Early Intervention provides both assessment and treatment services for children below the age of 3 years, who demonstrate, or are at-risk for demonstrating, a developmental delay.   Early Intervention may center on the child and/or entire family. Early Intervention programs may be center-based, home-based, hospital-based, or occur in more than one environment. Intervening during this critical period of development increases the potential that a child may not need special services in the future.


The Importance of Early Intervention


The goal of Early Intervention is to enhance the child's development, provide family support, and to maximize the child's and family's benefit to society.  Child development research has established that the rate at which individuals learn is highest before the age of six and that development is most rapid in the preschool years.  If a solid foundation is not laid in this early learning period, a child may have difficulty learning a particular skill at a later time. Early intervention provides this foundation.  In addition, these services support the parents by providing ongoing training and information needed to teach or generalize their child's skills. The child's increased developmental and educational gains results in a decreased dependence upon special services as the child ages.   


Early Intervention Saves Money


Current research has focused on the long-term benefits of early intervention services.  Successful services require professionals, who are well-qualified, and often involve intensive therapy which may require a large investment initially. However, the goal is to not only prevent further delays but to close the gap that exists between the child's chronological age and their developmental age.  Because of the focus on developmental gains, services are often needed long enough to "catch the child up" and transition them into a traditional classroom setting with minimal or no assistance.  Several research studies have examined the long-term savings as a result of Early Intervention.


  • Perry Preschool Project (Schweinhart and Weikart, 1980):  Schools that invested about $3,000 for 1 year of preschool education for a child, immediately begin to recover their investment through savings in special education services. Benefits included $668 from the mother's released time while the child attended preschool; $3,353 saved by the public schools because children with preschool education had fewer years in grades; and $10,798 in projected lifetime earnings for the child.


  • Wood (1981) calculated the total cumulative costs to age 18 of special education services to child beginning intervention at: (a) birth ; (b) age 2; (c) age 6; and (d) at age 6 with no eventual movement to regular education. She found that the total costs were actually less if begun at birth! Total cost of special services begun at birth was $37,273 and total cost if begun at age 6 was between $46,816 and $53,340. The cost is less when intervention is earlier because of the remediation and prevention of developmental problems which would have required special services later in life.


  • A 3-year follow-up in Tennessee showed that for every dollar spent on early treatment, $7.00 in savings was realized within 36 months. This savings resulted from deferral or special class placement and institutionalization of severe behavior disordered children (Snider, Sullivan, and Manning, 1974).


  • A recent evaluation of Colorado's state-wide early intervention services reports a cost savings of $4.00 for every dollar spent within a 3-year period (McNulty, Smith, and Soper, 1983).

(Natural-language descriptions of regions)
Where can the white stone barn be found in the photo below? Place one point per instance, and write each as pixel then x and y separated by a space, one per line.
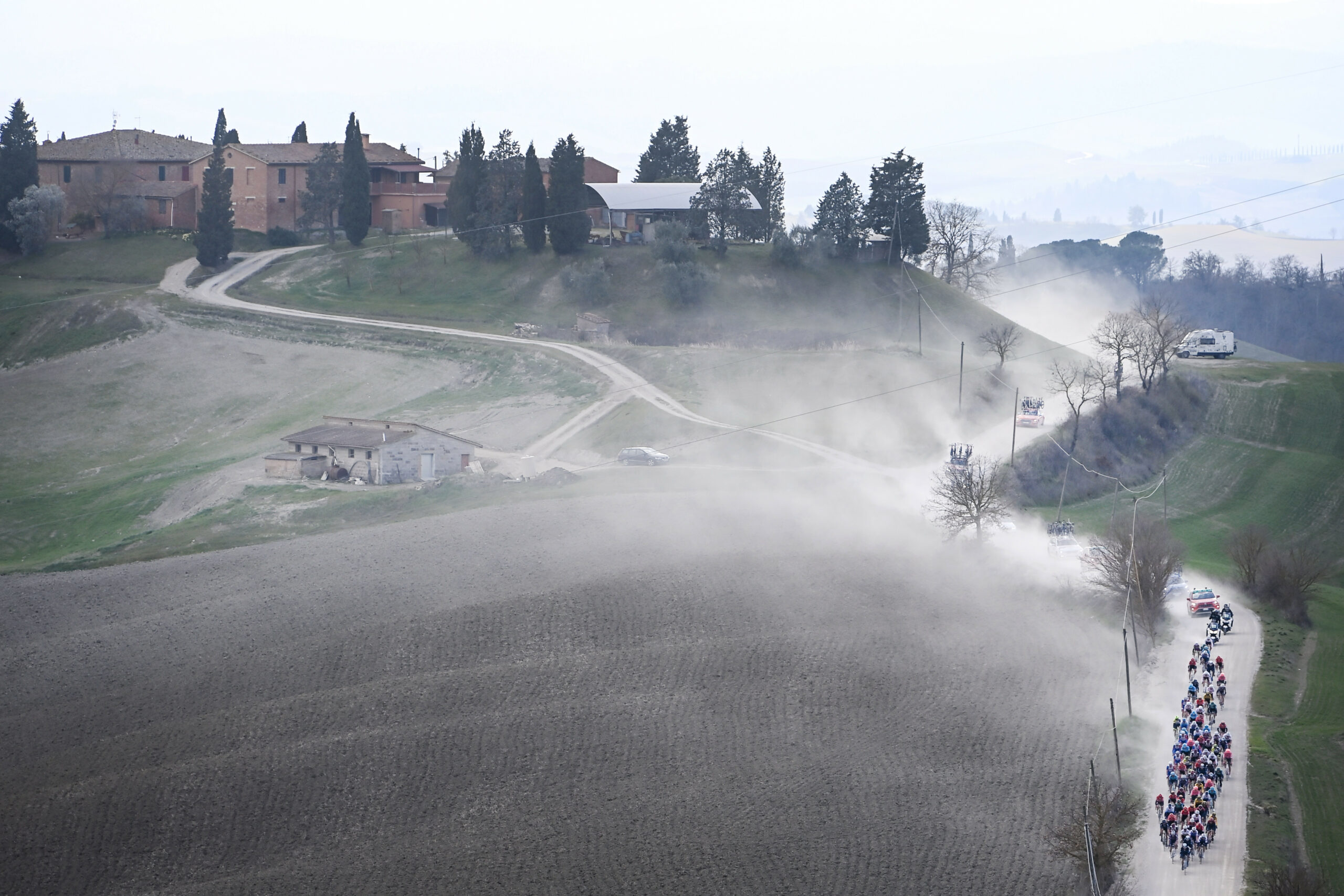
pixel 382 452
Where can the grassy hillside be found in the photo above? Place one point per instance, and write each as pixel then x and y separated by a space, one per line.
pixel 1272 452
pixel 77 294
pixel 750 303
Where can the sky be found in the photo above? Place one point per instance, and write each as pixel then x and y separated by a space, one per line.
pixel 995 97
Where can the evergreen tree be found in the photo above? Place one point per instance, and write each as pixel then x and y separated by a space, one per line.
pixel 670 157
pixel 723 195
pixel 500 201
pixel 322 198
pixel 215 220
pixel 769 193
pixel 898 181
pixel 841 215
pixel 566 205
pixel 355 205
pixel 534 202
pixel 18 164
pixel 464 191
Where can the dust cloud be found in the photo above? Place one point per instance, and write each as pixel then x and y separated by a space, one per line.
pixel 766 683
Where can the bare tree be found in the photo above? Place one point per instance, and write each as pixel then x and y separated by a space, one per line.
pixel 970 496
pixel 1113 818
pixel 1138 566
pixel 959 244
pixel 1002 340
pixel 1079 387
pixel 1117 338
pixel 1160 330
pixel 1247 547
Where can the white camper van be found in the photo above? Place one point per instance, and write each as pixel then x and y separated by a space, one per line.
pixel 1209 343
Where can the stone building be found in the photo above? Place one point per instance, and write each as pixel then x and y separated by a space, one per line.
pixel 380 452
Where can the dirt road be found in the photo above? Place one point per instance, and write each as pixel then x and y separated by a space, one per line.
pixel 625 382
pixel 1223 868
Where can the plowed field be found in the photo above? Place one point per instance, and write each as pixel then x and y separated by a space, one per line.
pixel 694 693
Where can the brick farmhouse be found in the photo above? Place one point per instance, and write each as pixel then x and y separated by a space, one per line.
pixel 166 172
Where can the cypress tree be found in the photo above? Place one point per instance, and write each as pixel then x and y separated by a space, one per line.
pixel 215 222
pixel 898 182
pixel 568 202
pixel 534 202
pixel 355 205
pixel 464 193
pixel 18 164
pixel 670 157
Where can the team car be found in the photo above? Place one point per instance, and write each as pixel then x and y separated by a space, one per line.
pixel 1202 601
pixel 643 456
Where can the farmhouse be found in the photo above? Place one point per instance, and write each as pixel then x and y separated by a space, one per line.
pixel 118 167
pixel 380 452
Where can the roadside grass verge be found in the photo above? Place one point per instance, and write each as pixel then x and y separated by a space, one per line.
pixel 750 301
pixel 1270 452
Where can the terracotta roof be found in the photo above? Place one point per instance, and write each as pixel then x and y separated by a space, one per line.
pixel 304 154
pixel 124 145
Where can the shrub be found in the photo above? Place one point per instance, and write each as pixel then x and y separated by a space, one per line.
pixel 586 280
pixel 282 237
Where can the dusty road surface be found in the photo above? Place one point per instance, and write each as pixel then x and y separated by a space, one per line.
pixel 1225 864
pixel 625 382
pixel 707 692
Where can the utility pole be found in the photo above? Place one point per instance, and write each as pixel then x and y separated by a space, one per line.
pixel 961 371
pixel 1115 735
pixel 1129 698
pixel 1092 858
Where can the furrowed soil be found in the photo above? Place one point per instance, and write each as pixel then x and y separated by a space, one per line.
pixel 725 691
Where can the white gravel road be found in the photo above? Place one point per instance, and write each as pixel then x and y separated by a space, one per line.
pixel 1222 872
pixel 624 381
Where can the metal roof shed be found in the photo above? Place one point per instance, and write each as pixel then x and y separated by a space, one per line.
pixel 647 198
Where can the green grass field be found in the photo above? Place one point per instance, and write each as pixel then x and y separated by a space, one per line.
pixel 1272 453
pixel 438 281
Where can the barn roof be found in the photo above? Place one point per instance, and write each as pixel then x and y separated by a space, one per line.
pixel 124 145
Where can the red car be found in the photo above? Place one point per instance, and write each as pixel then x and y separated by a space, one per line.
pixel 1202 601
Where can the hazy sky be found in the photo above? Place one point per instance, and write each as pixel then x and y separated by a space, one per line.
pixel 827 85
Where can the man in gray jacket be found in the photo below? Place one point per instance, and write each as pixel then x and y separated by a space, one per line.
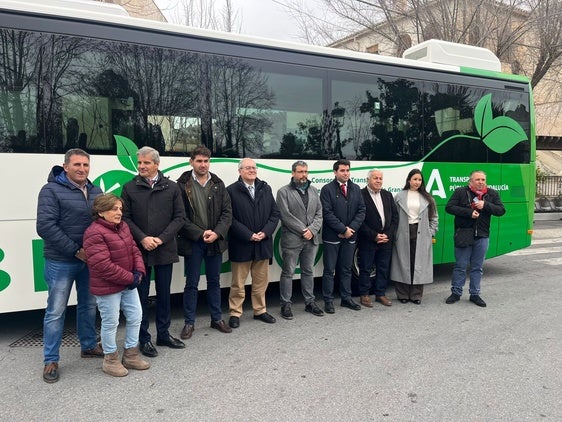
pixel 301 220
pixel 153 209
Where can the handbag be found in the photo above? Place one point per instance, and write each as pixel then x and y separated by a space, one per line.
pixel 464 237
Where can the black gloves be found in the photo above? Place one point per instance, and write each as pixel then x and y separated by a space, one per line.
pixel 137 277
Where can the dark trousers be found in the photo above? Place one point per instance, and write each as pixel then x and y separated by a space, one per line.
pixel 162 281
pixel 369 259
pixel 340 256
pixel 193 272
pixel 410 291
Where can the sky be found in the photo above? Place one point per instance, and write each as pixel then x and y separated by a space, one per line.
pixel 264 18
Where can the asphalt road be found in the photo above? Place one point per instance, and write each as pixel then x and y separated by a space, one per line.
pixel 432 362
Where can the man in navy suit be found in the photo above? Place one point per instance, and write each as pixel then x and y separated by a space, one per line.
pixel 343 212
pixel 375 238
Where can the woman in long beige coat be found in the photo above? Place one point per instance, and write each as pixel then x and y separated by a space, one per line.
pixel 412 254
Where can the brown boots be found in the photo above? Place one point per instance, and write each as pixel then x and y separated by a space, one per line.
pixel 131 360
pixel 112 365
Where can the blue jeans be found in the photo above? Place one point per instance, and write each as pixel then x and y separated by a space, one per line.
pixel 369 259
pixel 109 305
pixel 306 252
pixel 162 281
pixel 473 258
pixel 193 270
pixel 59 276
pixel 340 256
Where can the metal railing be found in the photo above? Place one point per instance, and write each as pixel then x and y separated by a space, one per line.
pixel 549 186
pixel 549 194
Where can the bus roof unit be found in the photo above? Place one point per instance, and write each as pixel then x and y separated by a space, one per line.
pixel 444 52
pixel 86 6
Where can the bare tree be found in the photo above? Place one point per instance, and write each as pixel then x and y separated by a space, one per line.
pixel 207 14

● **Exercise aim**
Translate into Spanish this sentence from the text on early intervention: "Early Intervention may center on the child and/or entire family." The records are separate material with no connection to the text.

● **Output**
La Intervención Temprana puede centrarse en el niño y/o en toda la familia.